> _TASK REQUIREMENTS_
Reproduce all of the data word for word.
|---|
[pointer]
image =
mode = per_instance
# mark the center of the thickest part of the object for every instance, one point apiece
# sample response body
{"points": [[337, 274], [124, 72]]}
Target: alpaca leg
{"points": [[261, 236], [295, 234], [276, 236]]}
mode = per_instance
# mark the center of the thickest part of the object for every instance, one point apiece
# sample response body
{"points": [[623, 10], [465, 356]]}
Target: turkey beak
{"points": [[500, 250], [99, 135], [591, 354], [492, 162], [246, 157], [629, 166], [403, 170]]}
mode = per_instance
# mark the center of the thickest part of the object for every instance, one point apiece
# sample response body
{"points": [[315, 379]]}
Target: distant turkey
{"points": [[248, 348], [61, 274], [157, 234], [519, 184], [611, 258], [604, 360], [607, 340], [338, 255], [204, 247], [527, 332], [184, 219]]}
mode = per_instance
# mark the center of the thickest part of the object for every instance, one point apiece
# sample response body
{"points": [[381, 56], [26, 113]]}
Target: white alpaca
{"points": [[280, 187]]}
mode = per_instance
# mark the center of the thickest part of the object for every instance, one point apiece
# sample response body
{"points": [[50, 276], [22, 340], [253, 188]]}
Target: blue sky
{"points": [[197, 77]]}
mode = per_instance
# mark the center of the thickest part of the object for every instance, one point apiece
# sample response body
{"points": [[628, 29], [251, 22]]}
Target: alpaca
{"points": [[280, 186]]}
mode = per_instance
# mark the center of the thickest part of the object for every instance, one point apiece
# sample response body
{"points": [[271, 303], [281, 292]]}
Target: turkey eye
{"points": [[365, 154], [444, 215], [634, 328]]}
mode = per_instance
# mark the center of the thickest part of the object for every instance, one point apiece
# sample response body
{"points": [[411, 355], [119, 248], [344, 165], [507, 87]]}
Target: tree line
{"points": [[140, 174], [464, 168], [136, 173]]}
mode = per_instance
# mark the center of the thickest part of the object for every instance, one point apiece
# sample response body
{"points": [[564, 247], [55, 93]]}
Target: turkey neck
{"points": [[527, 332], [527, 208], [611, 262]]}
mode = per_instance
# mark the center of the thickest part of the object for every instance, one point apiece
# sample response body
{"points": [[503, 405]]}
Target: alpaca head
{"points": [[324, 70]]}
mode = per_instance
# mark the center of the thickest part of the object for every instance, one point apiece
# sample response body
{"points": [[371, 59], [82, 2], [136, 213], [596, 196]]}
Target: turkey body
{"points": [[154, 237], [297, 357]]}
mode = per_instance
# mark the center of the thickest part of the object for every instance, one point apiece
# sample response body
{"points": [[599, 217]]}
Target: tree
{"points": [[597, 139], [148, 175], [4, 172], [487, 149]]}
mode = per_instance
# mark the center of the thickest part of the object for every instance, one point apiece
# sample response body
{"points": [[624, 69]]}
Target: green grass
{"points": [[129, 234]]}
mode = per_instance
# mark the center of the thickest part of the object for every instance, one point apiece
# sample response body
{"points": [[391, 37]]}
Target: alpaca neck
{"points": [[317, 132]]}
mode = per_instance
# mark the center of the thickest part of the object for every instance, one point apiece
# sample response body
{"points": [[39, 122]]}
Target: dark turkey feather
|---|
> _ANSWER TO THE PROBLEM_
[pointer]
image =
mode = per_instance
# mark the center of the thickest part of the object for every instance, one point apiece
# sample response body
{"points": [[337, 274], [124, 72]]}
Target: alpaca leg
{"points": [[261, 236], [295, 234], [276, 236]]}
mode = per_instance
# mark the center of the thickest part of the object for every instance, one point apiece
# sample response body
{"points": [[623, 10], [465, 356]]}
Target: turkey beak
{"points": [[500, 250], [99, 135], [591, 354], [492, 162], [246, 157], [629, 166], [403, 170]]}
mode = per_instance
# mark the center of the thickest part of the object for every instance, one point apiece
# sample response body
{"points": [[315, 379]]}
Target: distant turkey
{"points": [[248, 348], [61, 274], [157, 234], [519, 184], [611, 258], [604, 360], [607, 340], [338, 255], [204, 247], [527, 332], [184, 219]]}
mode = per_instance
# mark the center of the thickest part of the object for every instance, one point apiece
# sample response body
{"points": [[381, 56], [26, 113]]}
Target: white alpaca
{"points": [[280, 187]]}
mode = per_instance
# mark the center of the thickest part of the object for every instance, one point apiece
# sample response body
{"points": [[50, 276], [22, 340], [253, 188]]}
Target: blue sky
{"points": [[197, 77]]}
mode = per_instance
# mark the center of the thickest part of the object for every instance, one point apiece
# sample response body
{"points": [[628, 29], [251, 22]]}
Target: alpaca
{"points": [[280, 186]]}
mode = per_instance
# mark the center of the thickest part of the object for every instance, one point apiece
# sample response body
{"points": [[271, 303], [281, 292]]}
Target: turkey eye
{"points": [[365, 154], [444, 215], [634, 328]]}
mode = per_instance
# mark the center of the thickest part of the object for every instance, one point apiece
# sample response body
{"points": [[411, 355], [119, 248], [344, 165], [507, 87]]}
Target: tree line
{"points": [[140, 174], [464, 168], [136, 173]]}
mode = per_instance
# mark the center of the thickest part of the object for every instance, one point apiece
# sample response body
{"points": [[564, 247], [55, 93]]}
Target: turkey neck
{"points": [[527, 332], [527, 208], [611, 262]]}
mode = per_instance
# mark the center of the thickest part of the object for every instance, one point apiece
# sample response body
{"points": [[503, 405]]}
Target: alpaca head
{"points": [[324, 70]]}
mode = per_instance
# mark the center of the thickest part of the object for every instance, one point apiece
# sample response body
{"points": [[371, 59], [82, 2], [136, 213], [596, 196]]}
Target: turkey body
{"points": [[154, 237], [297, 357]]}
mode = per_instance
# mark the center of the thickest part of the object for every instance, one point apiece
# sample response body
{"points": [[599, 217]]}
Target: tree
{"points": [[597, 139], [148, 175], [4, 172], [487, 149]]}
mode = per_instance
# mark the center of the thickest part of the object for every instance, one point apiece
# sample response body
{"points": [[624, 69]]}
Target: green grass
{"points": [[129, 234]]}
mode = per_instance
# mark the center of the thickest part of the object for every instance, one point apiece
# sample response body
{"points": [[391, 37]]}
Target: alpaca neck
{"points": [[317, 132]]}
mode = per_instance
# mark the center of the thickest part of the object for every instance, one point apiece
# sample response body
{"points": [[39, 122]]}
Target: dark turkey feather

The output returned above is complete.